[Begin Text provided]

The court is pleased to hear from STS that the practices followed in this case are not representative of its normal procedures; however, the court has reviewed the record and the description in the Summary Judgment Order is entirely consistent with the evidence and argument presented in this case through the summary judgment hearing. For example, at a hearing on a discovery issue on August 24, 2018, STS's attorney argued that his client did not receive notice of the bankruptcy case until several months after the foreclosure, whereupon the court and his co-counsel informed him that STS's discovery responses disclosed that STS had notice on the day of the foreclosure. Even after acknowledging this key fact, the attorney asserted that there was nothing STS could do after the completion of the foreclosure (in violation of the stay). At the summary judgment hearing on November 7, 2018, STS's counsel admitted that his client had notice of the bankruptcy on the date of the foreclosure but still argued there was no stay violation because the court dismissed the Plaintiff's bankruptcy case about 24 hours after the foreclosure, STS did not take any actions during that time, and the stay terminated when the court dismissed the case. Both of these arguments, (1) that there is nothing a creditor can do when it discovers a technical violation of the stay, and (2) that the dismissal of a case cures a prior stay violation, are contradicted by abundant case law as noted in the Summary Judgment Order. Summary Judgment Order at *8-10. Nevertheless, STS's counsel claimed at the summary judgment hearing that he had researched the issue of whether a creditor had an obligation to set aside a foreclosure in violation of the stay and said he had not seen any cases on that issue and he was not sure if failure to remedy a technical stay violation made the violation willful. Finally, while the court admits that the deposition testimony the Plaintiff relied on to repeatedly assert that STS takes a "wait-and-see" approach regarding situations like this one was vague, STS's counsel did not deny the assertion or address it in any way at the summary judgment hearing.

[End Text provided]
[Begin Material supplied]

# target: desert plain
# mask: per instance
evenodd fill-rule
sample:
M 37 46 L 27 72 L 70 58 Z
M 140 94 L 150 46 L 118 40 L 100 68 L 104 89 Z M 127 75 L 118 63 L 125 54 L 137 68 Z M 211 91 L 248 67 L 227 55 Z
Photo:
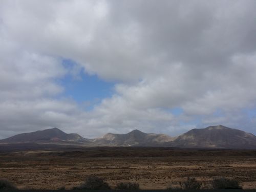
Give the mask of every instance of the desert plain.
M 207 185 L 213 178 L 256 188 L 256 151 L 168 147 L 0 146 L 0 176 L 19 189 L 71 189 L 89 175 L 112 187 L 136 182 L 142 189 L 179 185 L 187 177 Z

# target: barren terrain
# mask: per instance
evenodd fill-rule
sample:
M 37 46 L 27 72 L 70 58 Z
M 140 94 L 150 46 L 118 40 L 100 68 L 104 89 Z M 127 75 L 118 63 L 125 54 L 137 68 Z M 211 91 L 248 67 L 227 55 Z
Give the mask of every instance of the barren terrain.
M 256 151 L 0 146 L 1 177 L 20 189 L 69 189 L 91 174 L 113 187 L 129 181 L 141 189 L 162 189 L 187 177 L 207 183 L 223 176 L 238 180 L 244 189 L 256 188 Z

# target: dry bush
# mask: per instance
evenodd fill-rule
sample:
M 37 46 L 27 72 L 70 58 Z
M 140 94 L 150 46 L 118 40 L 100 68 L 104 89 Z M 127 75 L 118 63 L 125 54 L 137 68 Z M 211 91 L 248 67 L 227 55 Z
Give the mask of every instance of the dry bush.
M 197 181 L 194 177 L 188 177 L 186 181 L 180 182 L 180 185 L 182 189 L 199 189 L 202 183 Z
M 177 190 L 181 189 L 180 186 L 178 185 L 170 185 L 166 188 L 166 190 Z
M 242 189 L 238 181 L 225 177 L 214 178 L 212 187 L 214 189 Z
M 16 188 L 8 181 L 0 180 L 0 189 L 14 189 Z
M 58 190 L 65 190 L 66 187 L 65 186 L 61 186 L 61 187 L 58 188 Z
M 110 189 L 108 183 L 103 179 L 91 175 L 86 180 L 84 183 L 80 186 L 73 187 L 73 189 Z
M 140 189 L 139 183 L 131 182 L 122 182 L 117 184 L 116 189 L 138 190 Z

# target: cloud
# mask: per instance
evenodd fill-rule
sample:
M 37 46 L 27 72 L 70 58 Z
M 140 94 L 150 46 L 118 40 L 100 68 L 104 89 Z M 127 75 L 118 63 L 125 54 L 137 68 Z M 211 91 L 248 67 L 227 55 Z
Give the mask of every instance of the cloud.
M 1 132 L 176 134 L 220 123 L 254 131 L 244 110 L 256 103 L 255 4 L 1 1 Z M 77 69 L 115 84 L 91 111 L 59 98 L 57 80 Z

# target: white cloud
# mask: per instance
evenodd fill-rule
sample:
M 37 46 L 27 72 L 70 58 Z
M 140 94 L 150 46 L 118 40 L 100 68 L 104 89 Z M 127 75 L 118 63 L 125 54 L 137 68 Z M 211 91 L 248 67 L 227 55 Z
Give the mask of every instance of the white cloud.
M 255 1 L 145 2 L 1 1 L 1 132 L 253 131 L 243 110 L 256 103 Z M 56 97 L 65 89 L 56 80 L 82 68 L 116 83 L 91 111 Z

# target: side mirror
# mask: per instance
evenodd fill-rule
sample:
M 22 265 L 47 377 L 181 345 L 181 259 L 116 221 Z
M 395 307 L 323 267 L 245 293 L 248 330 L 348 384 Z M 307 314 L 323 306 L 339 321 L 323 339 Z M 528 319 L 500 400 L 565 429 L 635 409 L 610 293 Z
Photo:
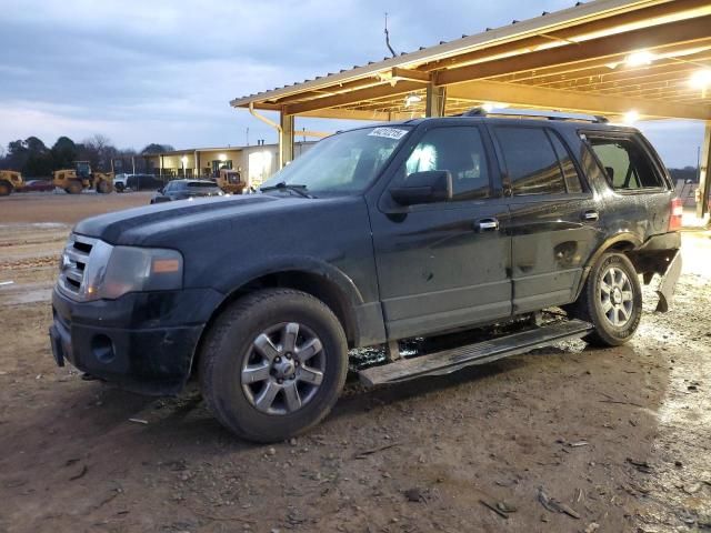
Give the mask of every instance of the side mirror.
M 408 175 L 403 187 L 390 190 L 401 205 L 448 202 L 452 199 L 452 174 L 449 170 L 428 170 Z

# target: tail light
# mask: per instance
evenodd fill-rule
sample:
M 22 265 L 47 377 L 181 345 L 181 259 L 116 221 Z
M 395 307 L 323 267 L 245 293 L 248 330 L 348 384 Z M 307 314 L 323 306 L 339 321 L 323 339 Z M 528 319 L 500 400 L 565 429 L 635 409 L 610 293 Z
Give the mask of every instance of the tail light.
M 671 201 L 671 213 L 669 214 L 669 231 L 681 229 L 681 219 L 684 214 L 684 207 L 681 200 L 673 198 Z

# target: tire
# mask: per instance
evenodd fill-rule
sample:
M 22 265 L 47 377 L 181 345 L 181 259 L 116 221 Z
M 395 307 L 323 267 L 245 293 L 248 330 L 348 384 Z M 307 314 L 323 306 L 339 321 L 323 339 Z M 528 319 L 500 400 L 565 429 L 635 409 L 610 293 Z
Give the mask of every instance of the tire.
M 67 189 L 64 189 L 69 194 L 79 194 L 83 190 L 83 185 L 79 180 L 70 180 Z
M 318 424 L 347 372 L 340 322 L 323 302 L 291 289 L 258 291 L 231 304 L 208 332 L 199 361 L 210 411 L 256 442 L 283 441 Z
M 642 289 L 630 260 L 620 253 L 605 253 L 590 271 L 572 316 L 592 323 L 594 330 L 583 340 L 600 346 L 628 342 L 642 319 Z

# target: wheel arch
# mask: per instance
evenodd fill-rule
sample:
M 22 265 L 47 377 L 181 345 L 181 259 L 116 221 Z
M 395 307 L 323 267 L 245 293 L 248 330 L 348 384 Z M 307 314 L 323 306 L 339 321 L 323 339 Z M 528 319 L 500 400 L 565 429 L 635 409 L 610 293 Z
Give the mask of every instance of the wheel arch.
M 362 304 L 363 300 L 350 278 L 329 264 L 301 263 L 297 265 L 292 262 L 290 266 L 274 265 L 266 271 L 262 270 L 259 275 L 242 276 L 231 284 L 230 290 L 224 291 L 226 296 L 212 311 L 196 346 L 191 375 L 194 375 L 204 339 L 218 316 L 240 298 L 262 289 L 276 288 L 294 289 L 322 301 L 341 323 L 349 346 L 357 343 L 360 328 L 354 306 Z
M 580 283 L 578 284 L 578 289 L 575 291 L 575 300 L 578 300 L 578 298 L 580 296 L 580 293 L 585 286 L 585 282 L 588 281 L 590 271 L 603 254 L 609 252 L 620 252 L 627 255 L 629 254 L 629 252 L 632 252 L 639 249 L 641 245 L 642 245 L 642 240 L 634 233 L 630 233 L 630 232 L 620 232 L 611 237 L 607 241 L 604 241 L 602 245 L 600 245 L 598 250 L 595 250 L 595 252 L 590 257 L 590 259 L 588 260 L 588 263 L 582 270 L 582 275 L 580 276 Z M 632 262 L 632 264 L 634 264 L 634 262 Z

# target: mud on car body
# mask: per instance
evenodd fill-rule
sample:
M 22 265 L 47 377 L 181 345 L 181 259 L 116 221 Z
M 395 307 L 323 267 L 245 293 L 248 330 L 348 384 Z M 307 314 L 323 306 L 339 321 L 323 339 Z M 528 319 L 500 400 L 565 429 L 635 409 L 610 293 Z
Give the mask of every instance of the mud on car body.
M 58 364 L 149 394 L 199 380 L 256 441 L 317 424 L 350 348 L 367 383 L 447 373 L 562 338 L 627 342 L 640 275 L 679 275 L 681 213 L 631 128 L 472 113 L 334 134 L 260 194 L 167 202 L 73 229 L 53 291 Z M 562 306 L 569 321 L 398 359 L 398 341 Z

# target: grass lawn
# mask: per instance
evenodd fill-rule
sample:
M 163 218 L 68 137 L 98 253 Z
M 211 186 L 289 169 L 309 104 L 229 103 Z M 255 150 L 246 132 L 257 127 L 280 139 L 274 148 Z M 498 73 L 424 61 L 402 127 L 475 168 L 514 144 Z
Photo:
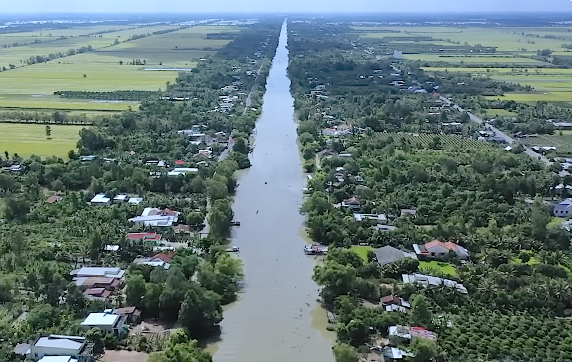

[End Material supplied]

• **Description of the task**:
Condense the paragraph of the court excerpt that begins "The court is pleased to hear from STS" into a short bulleted list that keeps its main facts. The data plays no part in this exercise.

• **Answer below**:
- STS says the practices in this case are not typical of its normal procedures, but the court finds that the Summary Judgment Order's description matches the evidence and argument presented through the summary judgment hearing.
- At an August 24, 2018 discovery hearing, STS's attorney claimed STS learned of the bankruptcy months after the foreclosure. The court and his co-counsel pointed out that STS's discovery responses showed notice on the day of the foreclosure. The attorney still argued that STS could do nothing once the foreclosure was completed.
- At the November 7, 2018 summary judgment hearing, counsel admitted STS had notice on the foreclosure date. He argued there was no stay violation because the case was dismissed about 24 hours later, STS took no action in that time, and the stay ended with the dismissal.
- Abundant case law cited in the Summary Judgment Order contradicts both arguments: that a creditor can do nothing about a technical stay violation, and that dismissal cures an earlier violation.
- Counsel said his research turned up no cases on whether a creditor must set aside a foreclosure that violated the stay. He was also unsure whether failing to remedy a technical violation made it willful.
- The Plaintiff's deposition evidence for STS's "wait-and-see" approach was vague, but STS's counsel neither denied nor addressed that assertion at the hearing.